(SOURCE PASSAGE begins)
We've seen and heard in the data from survivors, from parents of survivors of these institutions
that are abusive, that there are high rates of addiction, suicidal ideation, self-harm
that often follow leaving these programs.
Is some of that because of the harm that's done during this really important time of
development?
For any individual case, it's hard, unless you're studying that individual.
case to know exactly what it is. The parents may have been seeking help from wherever they can
think they can find useful help because these kids had pre-existing problems that led in that direction.
So it's almost surely a sort of dynamic interaction. What the mix is, I think, is hard to say
without doing the important clinical workup to understand what's going on here. And I speak to that
as a researcher and scientist. I'm not a clinician, but I do know that it's a necessary sort of thing.
let's take the autism spectrum syndrome. That disorder has so wide a range of things, but one of the things is that they may well express various behaviors that are troublesome to those around them, including their families, over which they have very little control. So in a sense, putting them in a situation that demands more conformity is, A, not going to work. And B, it just increases the stress on them tremendously. Unless you actually understand what's going on with an individual kid,
And particularly, I would include in that what their history is.
Do they have a history of trauma of one kind or another?
And being neurodivergent doesn't mean that you have immunity from having had trauma.
They often can co-occur.
What are the relationships like within the family?
Relational health is a term that's come into play as kind of a new field of research.
Understanding an individual in terms of the health of their relationships with others,
especially the others that are closest to them. I think that when one does a proper evaluation of
what's the source of the behavior, what are the source of the problems, you cannot do that
effectively without looking at the family. The reality is a lot of these issues have to do with
trauma that's incurred early in that individual's life or even intergenerational trauma,
which we know now has a substantial impact. So what's the trauma history like? What's the family
functioning like. Are there healthy or not very healthy relationships within the family?
Parenting's a hard job. I don't want to jump on parents. But the fact is that when we look back at this
period where we used to jail kids for being incorrigible, a lot of times it was basically parents wanted
to not have the inconvenience of dealing with a kid who's somewhat challenging in their behavior.
Or misunderstanding their motivations a lot of times with the neurodivergent kids.
Exactly. Understanding where a kid's coming from and where the problems that they're expressing
come from, you can't do that in isolation with the child. You have to understand what their general
social environment is, but most closely right at hand, of course, is what's their family social
environment like. Understanding that is an essential part of figuring out, A, what's wrong,
diagnosing what's wrong, and then B, figuring out what are the remedies that will or won't
work in the situation, and it's not a one-size-fits-all in any way. It needs to be specific
to what their particular circumstances are.
(SOURCE PASSAGE ends)
(DATA SUPPLIED begins)
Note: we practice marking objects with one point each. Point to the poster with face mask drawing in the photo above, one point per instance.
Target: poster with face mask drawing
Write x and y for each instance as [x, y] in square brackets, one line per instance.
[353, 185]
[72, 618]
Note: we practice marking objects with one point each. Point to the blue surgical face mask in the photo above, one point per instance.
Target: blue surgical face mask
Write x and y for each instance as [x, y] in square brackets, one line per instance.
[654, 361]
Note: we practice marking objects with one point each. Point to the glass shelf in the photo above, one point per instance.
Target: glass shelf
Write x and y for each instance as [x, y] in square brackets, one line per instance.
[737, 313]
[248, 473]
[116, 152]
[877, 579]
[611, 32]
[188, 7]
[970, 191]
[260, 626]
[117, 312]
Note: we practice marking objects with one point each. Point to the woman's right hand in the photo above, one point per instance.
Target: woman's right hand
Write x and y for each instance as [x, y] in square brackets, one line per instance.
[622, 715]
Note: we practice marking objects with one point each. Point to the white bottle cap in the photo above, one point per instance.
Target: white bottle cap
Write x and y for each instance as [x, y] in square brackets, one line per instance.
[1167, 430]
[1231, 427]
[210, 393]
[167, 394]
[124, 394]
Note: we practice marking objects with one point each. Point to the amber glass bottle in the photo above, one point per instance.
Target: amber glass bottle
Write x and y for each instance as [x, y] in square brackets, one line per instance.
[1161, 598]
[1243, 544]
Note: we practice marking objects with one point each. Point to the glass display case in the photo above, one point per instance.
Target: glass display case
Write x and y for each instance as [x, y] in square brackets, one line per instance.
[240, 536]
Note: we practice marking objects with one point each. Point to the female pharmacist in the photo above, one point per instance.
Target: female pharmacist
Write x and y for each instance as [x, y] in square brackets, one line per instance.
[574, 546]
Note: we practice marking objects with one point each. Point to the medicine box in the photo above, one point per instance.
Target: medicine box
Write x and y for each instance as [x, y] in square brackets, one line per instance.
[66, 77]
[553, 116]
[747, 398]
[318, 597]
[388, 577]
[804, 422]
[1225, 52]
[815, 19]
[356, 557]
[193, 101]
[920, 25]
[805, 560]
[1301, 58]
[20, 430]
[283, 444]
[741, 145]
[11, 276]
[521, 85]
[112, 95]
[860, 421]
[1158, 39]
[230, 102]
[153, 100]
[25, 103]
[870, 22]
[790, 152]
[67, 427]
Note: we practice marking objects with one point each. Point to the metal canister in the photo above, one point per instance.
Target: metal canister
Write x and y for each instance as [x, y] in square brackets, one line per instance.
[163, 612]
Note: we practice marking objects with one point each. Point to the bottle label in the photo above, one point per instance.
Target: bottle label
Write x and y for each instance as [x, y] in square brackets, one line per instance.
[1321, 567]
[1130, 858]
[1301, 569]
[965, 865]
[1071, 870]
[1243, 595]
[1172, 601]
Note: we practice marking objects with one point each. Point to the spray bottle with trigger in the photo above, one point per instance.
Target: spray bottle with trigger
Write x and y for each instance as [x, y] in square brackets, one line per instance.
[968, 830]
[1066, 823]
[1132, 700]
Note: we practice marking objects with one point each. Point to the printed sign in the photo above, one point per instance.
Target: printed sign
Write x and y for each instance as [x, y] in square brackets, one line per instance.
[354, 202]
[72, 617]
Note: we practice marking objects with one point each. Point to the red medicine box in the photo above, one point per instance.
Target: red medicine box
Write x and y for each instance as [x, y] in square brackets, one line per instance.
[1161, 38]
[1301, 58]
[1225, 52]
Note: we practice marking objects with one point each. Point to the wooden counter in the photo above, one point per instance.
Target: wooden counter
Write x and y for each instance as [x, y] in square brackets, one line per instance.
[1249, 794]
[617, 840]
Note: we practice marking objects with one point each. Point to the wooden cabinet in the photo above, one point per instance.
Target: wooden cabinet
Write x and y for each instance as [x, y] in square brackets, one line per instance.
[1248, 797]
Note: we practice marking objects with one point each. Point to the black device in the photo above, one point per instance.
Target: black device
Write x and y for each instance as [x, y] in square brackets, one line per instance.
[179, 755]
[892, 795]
(DATA SUPPLIED ends)
[WORK INSTRUCTION 1]
Reproduce the transcript word for word, starting at "And being neurodivergent" and ending at "field of research.".
[WORK INSTRUCTION 2]
Translate this sentence from the transcript into Spanish: "Relational health is a term that's come into play as kind of a new field of research."
None of this material is needed for the work here.

[WRITTEN ANSWER 1]
And being neurodivergent doesn't mean that you have immunity from having had trauma.
They often can co-occur.
What are the relationships like within the family?
Relational health is a term that's come into play as kind of a new field of research.

[WRITTEN ANSWER 2]
La salud relacional es un término que ha surgido como una especie de nuevo campo de investigación.